_PROBLEM SET_.
1 - Repeat everything in the sports module description from "Apart from the" down to "the sports item.".
2 - From the sports module description, list each sensor signal it names as one that may be supported, along with the sensor that provides it.

_EXTRACT PROVIDED_.
— Start —

According to one embodiment, the module comprises an internal memory for storing a set of data processing instructions corresponding to different identifiers and the processing unit is capable of choosing the data processing instructions from said set of data processing instructions based on the value of the identifier read. This embodiment allows for a set of instructions for example corresponding to identifiers of most common sports items, such as a heart rate belt and selected pieces of muscle activity sensor garment.

Alternatively or in addition to containing an internally stored set of instructions, the processing unit may capable of sending a request for data processing instructions corresponding to the value of the identifier read and receiving said data processing instructions through said wireless communication unit to/from an external wireless device, preferably said monitoring unit, and optionally storing the received data processing instructions in the set of data processing instructions in the internal memory for also further use. This embodiment extends the use of the module to all kinds of applications not even known at the moment of release of the module.

To implement potentially most typical use, sensor co-operation, of the module, the processing unit is capable of receiving a sensor signal from the sports item through the contact terminals and processing the sensor signal according to the data processing instructions chosen to provide processed sensor data. Further, the processing unit is adapted to transmit the processed sensor data to the monitoring device through the wireless communication unit. The following sensor signals may be supported, for example: EMG signal from an EMG sensor, acceleration signal from an acceleration sensor, power signal from a power sensor, speed signal from a speed sensor, position signal from a satellite positioning sensor, pressure signal form a pressure sensor. Further uses are discussed elsewhere in the document. It should be noted that in the software level, the changeable processing instructions of the processing unit determine the operation of the processing unit, but the module must be designed in the hardware and firmware levels to enable such functionalities.

According to another main use of the module, the processing unit is capable of receiving actuation data from the monitoring device through the wireless communication unit, processing the actuation data according to the data processing instructions chosen to provide an actuation signal, and transmitting the actuation signal to the sports item through the contact terminals according to the data processing instructions. This kind of actuator co-operation (or “facilitation” use) is roughly inverse to the sensor co-operation. The actuation signal may be a power signal, trigger signal or display drive signal, for example, or any combination thereof. Again the module must be designed in the hardware and firmware levels to enable such functionalities upon suitable reprogramming in the software level. I.e., there must be some power output capacity in the module for allowing sports items without internal power supplies to be used.

According to one embodiment, the module comprises a sensor of some kind, such as an acceleration sensor, functionally connected to the processing unit and a memory with data processing instructions for processing sensor data received from the sensor. This embodiment allows the module to be used also in a stand-alone mode to detect for example acceleration changes. Thus, the module can be used for example as a step detector (foot pod) with ordinary shoes or with shoes only containing a physical mounting zone for the module.

Apart from the mounting means and contact terminals of the module, all other key parts thereof are preferably contained in a housing. In particular, the housing encapsulates the wireless communication unit and the processing unit. The mounting means and the contact terminals are located on outer surface of the housing such that they are easily accessible.

The mounting means and the contact terminals are preferably integrally formed of at least two conductive snap fasteners, such as male or female snap fasteners, being capable of engaging with corresponding conductive counterparts on the sports items so as to attach the module to the sports item and to form said electric contact between the module and the sports item.

— End —

_RECORDED INFORMATION_.

— Start —

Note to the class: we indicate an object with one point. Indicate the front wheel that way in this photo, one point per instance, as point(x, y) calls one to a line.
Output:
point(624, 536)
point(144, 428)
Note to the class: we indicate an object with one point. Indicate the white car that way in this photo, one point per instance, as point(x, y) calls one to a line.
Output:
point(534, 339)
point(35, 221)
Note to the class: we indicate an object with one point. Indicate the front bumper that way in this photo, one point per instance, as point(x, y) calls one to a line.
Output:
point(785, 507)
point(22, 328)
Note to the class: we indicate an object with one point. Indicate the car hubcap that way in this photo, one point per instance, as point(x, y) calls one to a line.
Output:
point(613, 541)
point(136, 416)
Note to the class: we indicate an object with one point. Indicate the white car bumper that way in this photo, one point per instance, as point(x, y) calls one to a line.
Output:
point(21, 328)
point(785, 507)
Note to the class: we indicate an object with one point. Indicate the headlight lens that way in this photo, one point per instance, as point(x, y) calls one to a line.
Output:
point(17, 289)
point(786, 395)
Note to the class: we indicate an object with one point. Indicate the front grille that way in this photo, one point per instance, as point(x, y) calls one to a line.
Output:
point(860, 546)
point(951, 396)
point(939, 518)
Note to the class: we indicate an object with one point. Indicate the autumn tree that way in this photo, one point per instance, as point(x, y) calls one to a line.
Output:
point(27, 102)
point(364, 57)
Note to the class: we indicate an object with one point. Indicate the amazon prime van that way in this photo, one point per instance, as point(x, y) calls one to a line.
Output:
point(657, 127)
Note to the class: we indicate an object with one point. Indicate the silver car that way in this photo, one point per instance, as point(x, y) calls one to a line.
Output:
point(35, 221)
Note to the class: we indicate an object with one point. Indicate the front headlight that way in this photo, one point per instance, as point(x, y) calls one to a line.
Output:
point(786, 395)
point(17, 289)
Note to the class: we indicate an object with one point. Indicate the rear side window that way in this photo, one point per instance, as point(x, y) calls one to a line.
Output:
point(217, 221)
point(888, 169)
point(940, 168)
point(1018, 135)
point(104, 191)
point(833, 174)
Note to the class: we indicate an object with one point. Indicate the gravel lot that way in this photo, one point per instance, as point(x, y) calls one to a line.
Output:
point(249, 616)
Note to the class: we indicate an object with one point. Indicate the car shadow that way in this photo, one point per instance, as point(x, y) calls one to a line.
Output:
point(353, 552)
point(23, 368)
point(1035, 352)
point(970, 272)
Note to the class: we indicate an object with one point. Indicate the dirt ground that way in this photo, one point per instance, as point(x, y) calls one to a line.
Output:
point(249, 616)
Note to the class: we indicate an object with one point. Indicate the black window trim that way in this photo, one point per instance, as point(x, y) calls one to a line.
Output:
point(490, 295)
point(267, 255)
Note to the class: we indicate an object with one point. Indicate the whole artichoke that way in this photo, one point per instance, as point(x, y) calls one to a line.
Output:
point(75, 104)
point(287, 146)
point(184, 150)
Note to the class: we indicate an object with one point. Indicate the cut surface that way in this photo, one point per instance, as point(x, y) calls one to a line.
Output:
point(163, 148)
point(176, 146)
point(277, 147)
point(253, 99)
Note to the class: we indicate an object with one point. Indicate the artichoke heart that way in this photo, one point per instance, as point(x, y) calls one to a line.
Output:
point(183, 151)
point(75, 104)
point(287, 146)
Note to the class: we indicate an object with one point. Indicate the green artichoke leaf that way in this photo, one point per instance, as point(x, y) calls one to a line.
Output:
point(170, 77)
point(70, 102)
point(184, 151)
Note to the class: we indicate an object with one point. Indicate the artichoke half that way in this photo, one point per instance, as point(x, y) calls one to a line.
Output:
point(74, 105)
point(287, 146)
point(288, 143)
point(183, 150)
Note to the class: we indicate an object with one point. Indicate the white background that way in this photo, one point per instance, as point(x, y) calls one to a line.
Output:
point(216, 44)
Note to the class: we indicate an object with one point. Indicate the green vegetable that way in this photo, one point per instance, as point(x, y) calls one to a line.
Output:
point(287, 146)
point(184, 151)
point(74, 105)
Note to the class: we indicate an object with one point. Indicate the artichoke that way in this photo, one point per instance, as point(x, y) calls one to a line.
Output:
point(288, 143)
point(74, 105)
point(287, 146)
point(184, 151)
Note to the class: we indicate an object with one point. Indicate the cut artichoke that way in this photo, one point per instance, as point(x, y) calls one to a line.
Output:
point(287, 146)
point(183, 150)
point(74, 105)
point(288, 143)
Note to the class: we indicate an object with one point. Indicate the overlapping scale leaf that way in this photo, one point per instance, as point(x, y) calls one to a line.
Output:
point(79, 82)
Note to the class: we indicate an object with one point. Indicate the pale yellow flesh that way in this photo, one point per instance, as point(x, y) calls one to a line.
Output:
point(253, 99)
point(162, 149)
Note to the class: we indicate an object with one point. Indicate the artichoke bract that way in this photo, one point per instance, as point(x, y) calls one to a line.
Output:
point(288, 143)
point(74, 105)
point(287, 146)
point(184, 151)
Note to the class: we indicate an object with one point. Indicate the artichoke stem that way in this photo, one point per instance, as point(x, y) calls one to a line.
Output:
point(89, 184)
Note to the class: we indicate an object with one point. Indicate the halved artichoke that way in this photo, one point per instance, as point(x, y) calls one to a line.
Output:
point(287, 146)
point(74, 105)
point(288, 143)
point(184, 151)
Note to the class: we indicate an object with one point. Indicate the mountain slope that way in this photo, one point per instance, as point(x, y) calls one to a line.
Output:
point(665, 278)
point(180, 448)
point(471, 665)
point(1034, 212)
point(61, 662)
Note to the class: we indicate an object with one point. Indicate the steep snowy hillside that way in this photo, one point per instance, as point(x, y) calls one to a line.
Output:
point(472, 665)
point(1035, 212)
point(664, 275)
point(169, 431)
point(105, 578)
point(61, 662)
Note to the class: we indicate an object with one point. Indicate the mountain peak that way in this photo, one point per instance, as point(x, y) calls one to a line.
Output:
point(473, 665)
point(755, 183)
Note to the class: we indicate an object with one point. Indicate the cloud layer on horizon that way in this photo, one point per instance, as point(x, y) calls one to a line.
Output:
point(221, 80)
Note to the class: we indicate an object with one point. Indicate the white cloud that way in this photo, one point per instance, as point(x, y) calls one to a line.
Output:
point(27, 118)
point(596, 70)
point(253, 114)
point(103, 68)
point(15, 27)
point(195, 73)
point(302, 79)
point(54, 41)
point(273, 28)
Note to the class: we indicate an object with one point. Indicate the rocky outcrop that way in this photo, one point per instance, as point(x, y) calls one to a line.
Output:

— End —

_RESPONSES BY TASK_.
1 -
Apart from the mounting means and contact terminals of the module, all other key parts thereof are preferably contained in a housing. In particular, the housing encapsulates the wireless communication unit and the processing unit. The mounting means and the contact terminals are located on outer surface of the housing such that they are easily accessible.

The mounting means and the contact terminals are preferably integrally formed of at least two conductive snap fasteners, such as male or female snap fasteners, being capable of engaging with corresponding conductive counterparts on the sports items so as to attach the module to the sports item and to form said electric contact between the module and the sports item.

2 -
- EMG signal from an EMG sensor
- Acceleration signal from an acceleration sensor
- Power signal from a power sensor
- Speed signal from a speed sensor
- Position signal from a satellite positioning sensor
- Pressure signal from a pressure sensor